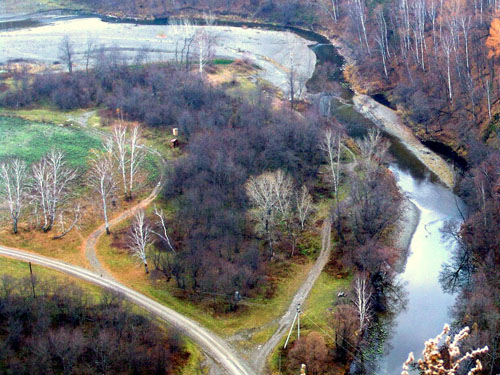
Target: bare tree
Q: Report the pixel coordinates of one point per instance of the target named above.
(183, 31)
(65, 229)
(140, 238)
(89, 52)
(66, 52)
(373, 147)
(119, 149)
(446, 44)
(102, 180)
(330, 7)
(204, 43)
(51, 181)
(304, 205)
(136, 156)
(271, 195)
(362, 301)
(163, 225)
(358, 7)
(331, 145)
(13, 185)
(442, 355)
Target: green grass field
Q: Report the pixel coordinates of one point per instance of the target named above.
(31, 140)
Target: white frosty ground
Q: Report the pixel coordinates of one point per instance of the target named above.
(271, 50)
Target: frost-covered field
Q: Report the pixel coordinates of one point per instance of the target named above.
(273, 51)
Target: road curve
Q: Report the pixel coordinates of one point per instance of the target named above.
(299, 298)
(210, 343)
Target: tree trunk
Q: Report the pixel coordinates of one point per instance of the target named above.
(14, 225)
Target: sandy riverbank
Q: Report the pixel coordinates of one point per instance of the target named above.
(405, 229)
(390, 121)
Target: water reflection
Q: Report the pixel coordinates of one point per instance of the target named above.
(428, 305)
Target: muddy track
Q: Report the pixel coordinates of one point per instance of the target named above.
(89, 244)
(299, 298)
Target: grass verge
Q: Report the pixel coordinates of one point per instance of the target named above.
(253, 322)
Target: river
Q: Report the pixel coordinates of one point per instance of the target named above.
(427, 307)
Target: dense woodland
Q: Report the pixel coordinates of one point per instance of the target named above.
(436, 60)
(223, 237)
(50, 329)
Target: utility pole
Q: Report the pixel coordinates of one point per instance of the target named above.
(32, 281)
(296, 318)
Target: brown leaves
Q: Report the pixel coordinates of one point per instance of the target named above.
(493, 41)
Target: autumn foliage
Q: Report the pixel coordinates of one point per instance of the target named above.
(493, 41)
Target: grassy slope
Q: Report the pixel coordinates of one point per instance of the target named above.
(30, 140)
(254, 320)
(18, 269)
(317, 310)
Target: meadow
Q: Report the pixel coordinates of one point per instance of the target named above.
(29, 141)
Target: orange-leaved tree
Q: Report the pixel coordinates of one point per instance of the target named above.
(493, 41)
(442, 356)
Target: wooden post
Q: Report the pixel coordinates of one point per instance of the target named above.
(32, 281)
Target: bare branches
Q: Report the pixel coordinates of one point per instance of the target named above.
(162, 223)
(277, 205)
(445, 359)
(66, 52)
(140, 238)
(304, 205)
(373, 147)
(137, 155)
(13, 185)
(204, 43)
(119, 139)
(331, 146)
(76, 218)
(52, 179)
(362, 301)
(102, 180)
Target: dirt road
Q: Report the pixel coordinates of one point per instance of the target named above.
(208, 341)
(299, 298)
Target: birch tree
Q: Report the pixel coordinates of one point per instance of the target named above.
(443, 355)
(102, 180)
(330, 7)
(270, 194)
(136, 157)
(362, 301)
(278, 206)
(359, 9)
(66, 52)
(162, 223)
(304, 205)
(331, 146)
(446, 45)
(140, 238)
(204, 43)
(119, 149)
(184, 33)
(51, 182)
(13, 188)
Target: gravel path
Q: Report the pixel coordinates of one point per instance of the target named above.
(299, 298)
(211, 343)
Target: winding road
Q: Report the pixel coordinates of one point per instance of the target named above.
(299, 298)
(211, 344)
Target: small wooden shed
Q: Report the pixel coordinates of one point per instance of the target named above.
(174, 143)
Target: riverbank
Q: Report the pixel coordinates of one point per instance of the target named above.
(405, 229)
(390, 122)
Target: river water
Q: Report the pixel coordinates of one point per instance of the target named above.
(427, 307)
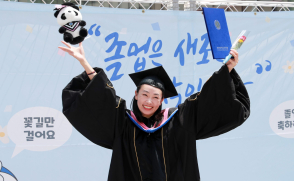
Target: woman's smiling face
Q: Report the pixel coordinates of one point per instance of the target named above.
(149, 99)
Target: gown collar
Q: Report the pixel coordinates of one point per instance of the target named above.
(145, 128)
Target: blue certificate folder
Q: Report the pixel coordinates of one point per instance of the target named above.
(218, 32)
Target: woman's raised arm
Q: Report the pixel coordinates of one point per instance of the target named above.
(79, 54)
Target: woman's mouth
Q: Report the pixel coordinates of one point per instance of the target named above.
(147, 107)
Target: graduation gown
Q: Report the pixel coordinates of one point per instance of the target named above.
(95, 110)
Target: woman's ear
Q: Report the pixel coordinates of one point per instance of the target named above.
(136, 95)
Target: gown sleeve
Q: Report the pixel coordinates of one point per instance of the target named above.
(222, 105)
(90, 106)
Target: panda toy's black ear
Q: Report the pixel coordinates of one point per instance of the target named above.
(71, 5)
(56, 13)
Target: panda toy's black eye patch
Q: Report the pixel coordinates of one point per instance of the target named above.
(63, 16)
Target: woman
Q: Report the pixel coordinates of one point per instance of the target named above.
(147, 143)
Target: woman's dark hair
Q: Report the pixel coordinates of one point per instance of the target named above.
(157, 115)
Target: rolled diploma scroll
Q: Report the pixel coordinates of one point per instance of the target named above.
(238, 43)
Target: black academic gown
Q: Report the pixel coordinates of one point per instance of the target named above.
(95, 110)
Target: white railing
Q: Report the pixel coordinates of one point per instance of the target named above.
(188, 5)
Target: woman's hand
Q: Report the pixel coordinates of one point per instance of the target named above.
(77, 52)
(233, 61)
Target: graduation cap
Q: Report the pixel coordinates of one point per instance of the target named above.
(156, 77)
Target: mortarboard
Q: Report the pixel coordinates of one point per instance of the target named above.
(156, 77)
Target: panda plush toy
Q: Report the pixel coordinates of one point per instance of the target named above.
(72, 26)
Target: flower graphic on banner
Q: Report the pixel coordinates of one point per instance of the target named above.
(3, 135)
(289, 67)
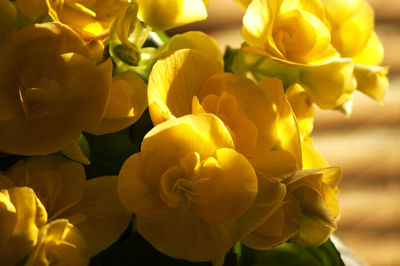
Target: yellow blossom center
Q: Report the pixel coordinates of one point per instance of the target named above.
(294, 33)
(243, 131)
(37, 96)
(191, 181)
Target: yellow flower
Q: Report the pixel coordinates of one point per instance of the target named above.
(8, 15)
(127, 102)
(353, 36)
(328, 85)
(50, 91)
(308, 215)
(165, 14)
(289, 30)
(91, 19)
(91, 206)
(372, 80)
(258, 117)
(243, 3)
(194, 196)
(59, 242)
(352, 30)
(22, 215)
(302, 108)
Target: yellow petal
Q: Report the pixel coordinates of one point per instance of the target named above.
(245, 110)
(171, 14)
(264, 212)
(311, 157)
(185, 164)
(329, 85)
(48, 105)
(58, 182)
(60, 242)
(75, 153)
(302, 108)
(99, 215)
(174, 81)
(138, 185)
(236, 189)
(352, 25)
(372, 81)
(91, 19)
(283, 223)
(274, 163)
(243, 3)
(8, 15)
(128, 100)
(32, 8)
(22, 216)
(372, 54)
(312, 232)
(288, 137)
(196, 40)
(294, 31)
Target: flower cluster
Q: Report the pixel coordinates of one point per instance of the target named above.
(223, 154)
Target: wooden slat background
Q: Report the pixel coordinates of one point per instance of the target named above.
(366, 146)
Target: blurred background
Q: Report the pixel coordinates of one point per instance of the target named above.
(366, 145)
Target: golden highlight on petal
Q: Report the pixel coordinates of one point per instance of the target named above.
(45, 107)
(22, 215)
(290, 30)
(166, 14)
(61, 243)
(189, 189)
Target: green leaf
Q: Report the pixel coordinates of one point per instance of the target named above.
(291, 254)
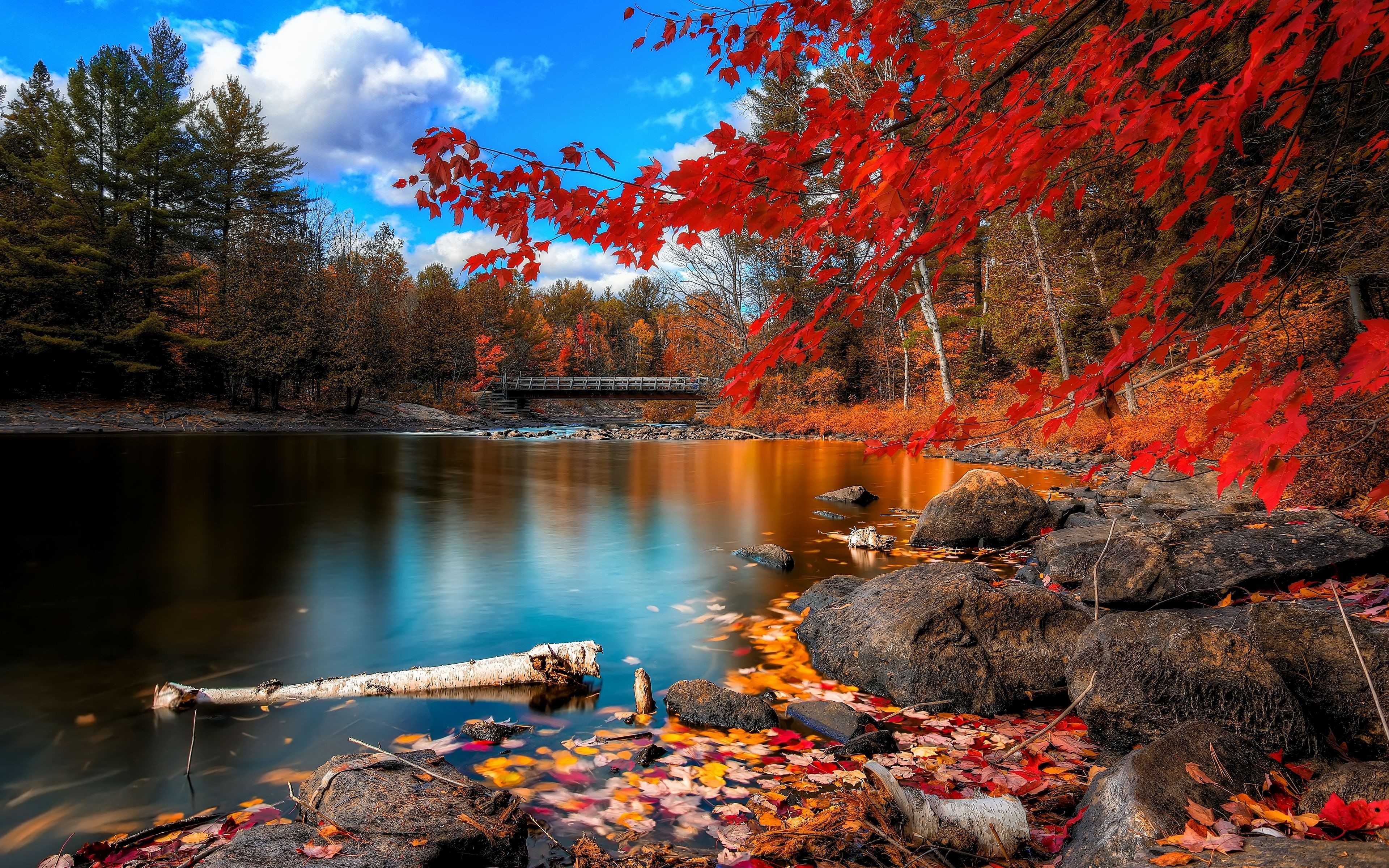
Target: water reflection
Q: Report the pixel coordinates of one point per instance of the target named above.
(227, 560)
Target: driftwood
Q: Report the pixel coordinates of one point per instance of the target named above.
(998, 824)
(560, 663)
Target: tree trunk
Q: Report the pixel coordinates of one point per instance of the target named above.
(1050, 302)
(1114, 332)
(929, 313)
(1358, 305)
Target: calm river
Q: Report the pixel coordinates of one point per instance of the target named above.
(224, 560)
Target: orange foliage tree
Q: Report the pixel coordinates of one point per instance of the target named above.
(981, 109)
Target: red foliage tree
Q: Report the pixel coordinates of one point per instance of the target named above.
(1005, 106)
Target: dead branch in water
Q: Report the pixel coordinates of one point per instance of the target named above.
(560, 663)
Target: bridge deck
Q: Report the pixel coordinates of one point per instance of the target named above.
(609, 387)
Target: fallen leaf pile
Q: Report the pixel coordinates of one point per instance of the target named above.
(1364, 596)
(175, 841)
(1273, 813)
(737, 787)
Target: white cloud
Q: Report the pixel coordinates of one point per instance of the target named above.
(353, 91)
(667, 88)
(9, 78)
(564, 260)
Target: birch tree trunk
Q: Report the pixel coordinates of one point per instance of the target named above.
(929, 313)
(556, 663)
(1050, 302)
(1114, 332)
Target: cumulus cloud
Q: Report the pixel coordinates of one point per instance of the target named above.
(677, 85)
(566, 260)
(353, 91)
(10, 80)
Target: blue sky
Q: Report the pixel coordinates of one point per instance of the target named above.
(353, 84)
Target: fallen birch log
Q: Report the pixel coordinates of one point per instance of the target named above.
(545, 664)
(998, 824)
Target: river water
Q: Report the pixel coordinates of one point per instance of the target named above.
(228, 560)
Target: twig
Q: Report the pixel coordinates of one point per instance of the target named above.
(1384, 727)
(192, 739)
(1048, 728)
(939, 702)
(428, 771)
(321, 813)
(1096, 569)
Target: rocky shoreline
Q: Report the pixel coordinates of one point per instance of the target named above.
(1220, 664)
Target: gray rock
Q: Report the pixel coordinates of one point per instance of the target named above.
(767, 555)
(703, 703)
(390, 805)
(278, 848)
(1155, 671)
(867, 745)
(1351, 781)
(855, 494)
(1145, 795)
(984, 507)
(1172, 494)
(827, 592)
(834, 720)
(942, 631)
(1203, 556)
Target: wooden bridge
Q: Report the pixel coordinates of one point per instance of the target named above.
(513, 393)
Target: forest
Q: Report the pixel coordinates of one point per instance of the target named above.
(157, 242)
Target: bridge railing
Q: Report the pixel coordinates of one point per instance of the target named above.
(685, 385)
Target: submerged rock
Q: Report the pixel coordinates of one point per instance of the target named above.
(391, 805)
(944, 633)
(1145, 795)
(1201, 557)
(855, 494)
(834, 720)
(984, 507)
(827, 592)
(703, 703)
(767, 555)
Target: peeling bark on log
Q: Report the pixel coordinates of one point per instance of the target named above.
(559, 663)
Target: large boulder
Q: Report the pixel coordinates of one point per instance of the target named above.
(391, 805)
(1144, 798)
(1173, 494)
(982, 509)
(767, 555)
(1154, 671)
(855, 494)
(827, 592)
(1351, 781)
(1201, 557)
(1306, 642)
(942, 631)
(703, 703)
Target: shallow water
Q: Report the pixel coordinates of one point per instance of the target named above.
(224, 560)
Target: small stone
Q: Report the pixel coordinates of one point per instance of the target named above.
(834, 720)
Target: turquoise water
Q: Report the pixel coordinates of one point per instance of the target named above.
(228, 560)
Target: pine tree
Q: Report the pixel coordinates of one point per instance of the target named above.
(241, 170)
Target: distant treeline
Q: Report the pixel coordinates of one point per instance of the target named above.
(155, 241)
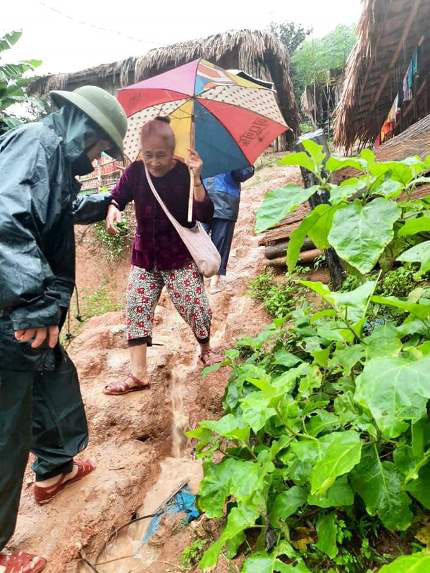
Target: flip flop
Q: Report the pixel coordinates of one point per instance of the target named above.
(120, 388)
(21, 562)
(43, 495)
(213, 357)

──────

*PROBLEM DETAILS*:
Each line above from the one with "Target: utility pole" up to and including the one with "Target: grassy slope" must be set down exactly, and no line outside that span may appear.

*REPLY*:
Target: utility pole
Q: Report the pixel coordinates of one point per instance of the target named above.
(32, 281)
(296, 318)
Target: brown leaves
Q: Report the pixel coordinates of one point per instance of the target named above.
(493, 41)
Target: autumn foliage
Q: Report the pixel coordinates of one point per instance of the target named above.
(493, 41)
Target: grassy slope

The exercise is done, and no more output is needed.